* **Verilen Metin**:
========================================

9 Temmuz 2016 Cumartesi

SİYAH VE BEYAZ


Dönüş yolunda... Bayramın üçüncü günü çıktığımız yaylalardan geçerli bir sebeple indik. Nişan töreni... Tam tamına 10 yıllık arkadaşim nisanlaniyordu. Yaşlanmanin yan etkileri bu olmalı hatirladiginiz onca anı bu yolda gözünüzün önünde yeniden canlanıyor ve siz sadece alıştığınız bir iç sesi uslubu ile Allah mutlu mesut etsin insAllah diyorsunuz. Kalpten bir inanç olmalı hakkediyor çünkü. Sanki mutluluk kazanılmış bir görev yada hak edilmesi gerekilen bir davranış gibi. Oysa mutluluk içten gelmez mi bayramda küçücük bir çocuğun tebessumunu gormek nefes aldığın için şükretmek ve gerceklesmese bile hayallerin yeniden hayal kurmak değil mi
? Yollar uzun,Toroslar sicakti. İzlerken öğreniyor insan avuç içlerinde atan mutluluğu. Beklediğim umut ettigim yasima girmeme az kaldı. Büyümeyi yas almakla bir tutanlardan değilim fakat gülen yüzlerin etrafındaki kırışıklıkları seviyorum. Kalplerinde hayatın yorumlarını taşıyan fakat hep umut dolu insanlari tanıdım ben kimi zaman kitaplarda kimi zaman da gülmeyi bilmeyen suratlarda. Siz siz olun gülmekten kahkaha atmaktan çekinmeyin. Mutlulukları nazar değer korkusuyla söylemekten kaçınmayin. Hayat dolu ve bosuyla kısaca herşeyiyle yaşamaya değer... Nisan ayrıntıları diğer yazıda yorumlarınızı beklerim...😃

2 Temmuz 2016 Cumartesi

Zaman Değişmez İnsanlar Değişir


Nazan Bekiroğlu... Nar Ağacı...Okumuş muydunuz? Yada yolunuz  bu kitaba rastlamış mıydı? Benim ikinci kez yolum bu kitaba düştü. Bu kez farklıydı ama. Bu kez her bir satırdaki yansımalarımı arayacaktım biliyordum. Neden mi? Sanırım büyüyordum. Çocukluğumdan beri kitaplarım kıymetlilerimdi. Altlarını çizmek notlar almak bana göre değildi. Tuhaftır ki saygısızlık gibi geliyordu. Kitaba ve onun her bir zerresine saygısızlık. Yırtmamalı ve korumalıydım lakin zihnimde. Hesaba katmadığım şey yaş aldıkça kelimeler eskimese bile benim zihnimin yorulduğuydu. Bir cümlenin diğer bir cümledeki karşılığını unutmaktı.

========================================

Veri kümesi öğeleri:
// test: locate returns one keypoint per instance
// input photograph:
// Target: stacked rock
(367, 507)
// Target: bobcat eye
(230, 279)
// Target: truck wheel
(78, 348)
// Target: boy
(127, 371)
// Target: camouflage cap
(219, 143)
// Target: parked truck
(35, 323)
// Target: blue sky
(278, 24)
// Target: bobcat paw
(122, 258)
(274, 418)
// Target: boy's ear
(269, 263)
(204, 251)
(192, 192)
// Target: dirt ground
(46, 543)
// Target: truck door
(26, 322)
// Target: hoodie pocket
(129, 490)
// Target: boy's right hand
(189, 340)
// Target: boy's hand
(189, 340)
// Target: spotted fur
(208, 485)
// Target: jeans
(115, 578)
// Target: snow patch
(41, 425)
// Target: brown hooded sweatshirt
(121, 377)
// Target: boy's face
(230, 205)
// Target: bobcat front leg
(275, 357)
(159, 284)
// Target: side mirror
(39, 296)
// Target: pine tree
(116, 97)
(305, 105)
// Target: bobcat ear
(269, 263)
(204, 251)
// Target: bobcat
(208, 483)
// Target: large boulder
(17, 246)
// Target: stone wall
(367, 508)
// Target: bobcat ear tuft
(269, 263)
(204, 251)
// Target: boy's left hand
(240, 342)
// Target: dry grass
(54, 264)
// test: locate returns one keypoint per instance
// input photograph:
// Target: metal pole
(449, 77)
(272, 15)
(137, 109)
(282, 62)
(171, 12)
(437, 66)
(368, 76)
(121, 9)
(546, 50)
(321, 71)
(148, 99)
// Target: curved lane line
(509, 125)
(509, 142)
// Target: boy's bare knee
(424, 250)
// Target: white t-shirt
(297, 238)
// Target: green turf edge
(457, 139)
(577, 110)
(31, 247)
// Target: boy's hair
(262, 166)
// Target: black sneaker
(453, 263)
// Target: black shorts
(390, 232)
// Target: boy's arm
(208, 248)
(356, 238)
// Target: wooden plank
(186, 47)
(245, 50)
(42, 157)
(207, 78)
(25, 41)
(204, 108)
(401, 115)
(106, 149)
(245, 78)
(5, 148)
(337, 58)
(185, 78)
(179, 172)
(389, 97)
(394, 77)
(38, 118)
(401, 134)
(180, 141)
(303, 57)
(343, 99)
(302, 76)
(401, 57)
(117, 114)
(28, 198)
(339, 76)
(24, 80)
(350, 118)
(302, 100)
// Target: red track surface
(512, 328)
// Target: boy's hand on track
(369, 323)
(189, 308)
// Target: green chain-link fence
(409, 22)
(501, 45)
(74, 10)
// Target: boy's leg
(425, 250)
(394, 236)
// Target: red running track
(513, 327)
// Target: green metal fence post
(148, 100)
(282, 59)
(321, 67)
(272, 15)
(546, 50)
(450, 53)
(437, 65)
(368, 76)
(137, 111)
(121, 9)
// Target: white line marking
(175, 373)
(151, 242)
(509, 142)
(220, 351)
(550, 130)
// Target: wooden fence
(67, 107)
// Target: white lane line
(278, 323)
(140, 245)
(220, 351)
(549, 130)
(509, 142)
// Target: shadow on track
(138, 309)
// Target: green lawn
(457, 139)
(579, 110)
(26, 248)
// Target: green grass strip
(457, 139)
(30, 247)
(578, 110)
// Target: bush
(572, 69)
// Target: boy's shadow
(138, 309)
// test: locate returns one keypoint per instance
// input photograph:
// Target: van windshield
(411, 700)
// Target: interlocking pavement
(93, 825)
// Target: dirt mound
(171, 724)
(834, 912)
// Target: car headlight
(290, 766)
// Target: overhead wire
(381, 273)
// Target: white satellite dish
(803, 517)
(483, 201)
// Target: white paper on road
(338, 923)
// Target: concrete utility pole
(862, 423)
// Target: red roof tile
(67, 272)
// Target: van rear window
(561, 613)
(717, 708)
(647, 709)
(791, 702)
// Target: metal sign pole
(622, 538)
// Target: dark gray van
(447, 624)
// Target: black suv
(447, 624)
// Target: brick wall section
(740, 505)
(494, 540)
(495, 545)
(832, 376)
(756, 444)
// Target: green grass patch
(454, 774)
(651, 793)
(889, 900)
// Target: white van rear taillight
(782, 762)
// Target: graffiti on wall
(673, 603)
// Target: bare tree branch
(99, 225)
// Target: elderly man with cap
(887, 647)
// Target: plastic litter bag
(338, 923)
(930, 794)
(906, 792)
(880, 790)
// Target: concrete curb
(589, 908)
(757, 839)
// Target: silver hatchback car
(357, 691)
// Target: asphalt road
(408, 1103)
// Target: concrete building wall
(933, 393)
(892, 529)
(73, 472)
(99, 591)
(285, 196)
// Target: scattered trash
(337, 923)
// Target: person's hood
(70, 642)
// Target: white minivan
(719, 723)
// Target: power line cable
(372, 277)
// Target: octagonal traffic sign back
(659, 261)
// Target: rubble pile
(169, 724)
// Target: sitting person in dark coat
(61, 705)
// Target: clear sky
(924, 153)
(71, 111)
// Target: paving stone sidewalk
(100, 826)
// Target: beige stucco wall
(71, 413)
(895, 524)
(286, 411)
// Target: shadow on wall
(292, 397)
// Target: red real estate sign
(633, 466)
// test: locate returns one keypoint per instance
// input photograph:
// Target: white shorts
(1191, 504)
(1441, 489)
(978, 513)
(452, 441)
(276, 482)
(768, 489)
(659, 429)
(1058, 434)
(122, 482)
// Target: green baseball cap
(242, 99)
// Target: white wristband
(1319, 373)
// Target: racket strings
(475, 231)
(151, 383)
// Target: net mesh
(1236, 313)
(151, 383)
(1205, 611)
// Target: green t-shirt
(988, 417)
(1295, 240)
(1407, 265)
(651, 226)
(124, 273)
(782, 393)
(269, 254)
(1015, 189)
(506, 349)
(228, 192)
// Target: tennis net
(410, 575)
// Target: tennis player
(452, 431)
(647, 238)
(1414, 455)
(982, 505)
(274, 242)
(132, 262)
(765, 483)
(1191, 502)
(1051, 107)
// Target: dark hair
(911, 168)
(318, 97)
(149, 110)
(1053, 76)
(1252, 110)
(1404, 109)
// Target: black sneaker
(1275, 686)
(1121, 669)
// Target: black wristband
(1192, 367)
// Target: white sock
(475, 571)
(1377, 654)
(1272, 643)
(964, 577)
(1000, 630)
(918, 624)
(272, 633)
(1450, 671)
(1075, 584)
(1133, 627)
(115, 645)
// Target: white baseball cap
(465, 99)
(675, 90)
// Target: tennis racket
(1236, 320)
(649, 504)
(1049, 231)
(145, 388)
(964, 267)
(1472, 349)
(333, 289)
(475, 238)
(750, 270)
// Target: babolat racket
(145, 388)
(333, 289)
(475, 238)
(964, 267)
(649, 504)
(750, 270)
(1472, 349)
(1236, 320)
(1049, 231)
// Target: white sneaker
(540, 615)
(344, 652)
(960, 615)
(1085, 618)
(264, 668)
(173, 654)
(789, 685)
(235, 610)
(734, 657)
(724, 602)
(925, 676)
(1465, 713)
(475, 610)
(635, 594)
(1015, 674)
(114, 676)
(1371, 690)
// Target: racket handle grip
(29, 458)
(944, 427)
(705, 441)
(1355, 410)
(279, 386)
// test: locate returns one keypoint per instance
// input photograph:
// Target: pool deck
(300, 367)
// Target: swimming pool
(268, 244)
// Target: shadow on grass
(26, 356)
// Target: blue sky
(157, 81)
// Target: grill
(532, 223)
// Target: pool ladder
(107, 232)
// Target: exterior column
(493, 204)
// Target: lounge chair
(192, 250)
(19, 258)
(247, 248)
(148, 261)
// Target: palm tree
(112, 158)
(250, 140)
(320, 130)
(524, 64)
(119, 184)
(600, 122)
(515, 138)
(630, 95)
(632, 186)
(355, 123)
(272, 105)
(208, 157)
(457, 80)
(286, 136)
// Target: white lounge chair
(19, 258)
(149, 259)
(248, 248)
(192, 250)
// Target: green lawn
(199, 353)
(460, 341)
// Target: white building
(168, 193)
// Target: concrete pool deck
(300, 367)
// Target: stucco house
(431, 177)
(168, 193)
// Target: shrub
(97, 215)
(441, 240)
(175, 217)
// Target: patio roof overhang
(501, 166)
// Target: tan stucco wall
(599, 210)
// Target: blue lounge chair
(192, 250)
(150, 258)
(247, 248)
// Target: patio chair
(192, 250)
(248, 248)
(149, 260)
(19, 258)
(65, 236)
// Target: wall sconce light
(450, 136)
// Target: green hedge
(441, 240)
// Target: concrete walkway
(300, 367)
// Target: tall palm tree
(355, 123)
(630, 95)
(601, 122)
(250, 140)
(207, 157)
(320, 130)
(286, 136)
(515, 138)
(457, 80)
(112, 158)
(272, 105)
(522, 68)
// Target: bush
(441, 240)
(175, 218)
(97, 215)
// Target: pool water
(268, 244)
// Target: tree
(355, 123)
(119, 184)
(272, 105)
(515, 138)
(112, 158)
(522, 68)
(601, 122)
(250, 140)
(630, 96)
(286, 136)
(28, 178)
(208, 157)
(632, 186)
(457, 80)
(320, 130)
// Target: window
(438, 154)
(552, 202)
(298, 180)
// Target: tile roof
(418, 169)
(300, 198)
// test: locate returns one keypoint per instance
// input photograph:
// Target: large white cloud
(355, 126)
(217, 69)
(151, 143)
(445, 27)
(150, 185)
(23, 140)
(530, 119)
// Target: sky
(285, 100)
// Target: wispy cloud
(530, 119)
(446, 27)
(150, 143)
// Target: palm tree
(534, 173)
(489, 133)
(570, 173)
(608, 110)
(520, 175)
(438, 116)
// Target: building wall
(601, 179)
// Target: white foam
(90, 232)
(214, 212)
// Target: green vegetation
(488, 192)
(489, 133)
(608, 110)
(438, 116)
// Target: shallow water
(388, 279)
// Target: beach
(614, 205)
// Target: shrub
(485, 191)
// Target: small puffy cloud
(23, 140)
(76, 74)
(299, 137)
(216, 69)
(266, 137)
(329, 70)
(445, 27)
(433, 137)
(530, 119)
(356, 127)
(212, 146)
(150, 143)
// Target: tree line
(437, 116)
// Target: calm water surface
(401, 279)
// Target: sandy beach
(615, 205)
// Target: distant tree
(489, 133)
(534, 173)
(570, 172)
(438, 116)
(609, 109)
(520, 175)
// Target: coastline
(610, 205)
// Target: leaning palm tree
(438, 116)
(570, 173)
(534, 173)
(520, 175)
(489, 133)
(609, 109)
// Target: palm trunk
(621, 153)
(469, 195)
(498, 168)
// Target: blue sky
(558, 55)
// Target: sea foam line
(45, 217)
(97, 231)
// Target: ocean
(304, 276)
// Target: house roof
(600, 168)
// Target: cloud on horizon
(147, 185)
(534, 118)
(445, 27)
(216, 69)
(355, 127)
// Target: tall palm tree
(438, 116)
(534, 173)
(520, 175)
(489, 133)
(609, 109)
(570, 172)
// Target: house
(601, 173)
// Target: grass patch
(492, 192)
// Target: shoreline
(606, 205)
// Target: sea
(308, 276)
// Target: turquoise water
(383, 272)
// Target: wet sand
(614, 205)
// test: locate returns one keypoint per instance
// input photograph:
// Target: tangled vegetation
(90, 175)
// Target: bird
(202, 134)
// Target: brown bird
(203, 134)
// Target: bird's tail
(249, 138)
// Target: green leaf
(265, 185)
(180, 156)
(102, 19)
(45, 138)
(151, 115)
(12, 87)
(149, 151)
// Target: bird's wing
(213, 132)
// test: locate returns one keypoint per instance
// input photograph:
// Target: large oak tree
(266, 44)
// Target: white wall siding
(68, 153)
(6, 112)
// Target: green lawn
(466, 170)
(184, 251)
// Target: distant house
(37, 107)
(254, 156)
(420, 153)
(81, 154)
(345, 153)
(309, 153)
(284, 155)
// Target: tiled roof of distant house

========================================

Kitaplar üzerine yazılan metnin "Zaman Değişmez İnsanlar" ifadesinden "cümledeki karşılığını unutmaktı." ifadesine kadar olan kısmını, "kıymetlilerimdi" sözcüğünü "hazinelerimdi" olarak değiştirip yeniden yazın.

* **Yazılı Yanıt**:
Zaman Değişmez İnsanlar Değişir


Nazan Bekiroğlu... Nar Ağacı...Okumuş muydunuz? Yada yolunuz  bu kitaba rastlamış mıydı? Benim ikinci kez yolum bu kitaba düştü. Bu kez farklıydı ama. Bu kez her bir satırdaki yansımalarımı arayacaktım biliyordum. Neden mi? Sanırım büyüyordum. Çocukluğumdan beri kitaplarım hazinelerimdi. Altlarını çizmek notlar almak bana göre değildi. Tuhaftır ki saygısızlık gibi geliyordu. Kitaba ve onun her bir zerresine saygısızlık. Yırtmamalı ve korumalıydım lakin zihnimde. Hesaba katmadığım şey yaş aldıkça kelimeler eskimese bile benim zihnimin yorulduğuydu. Bir cümlenin diğer bir cümledeki karşılığını unutmaktı.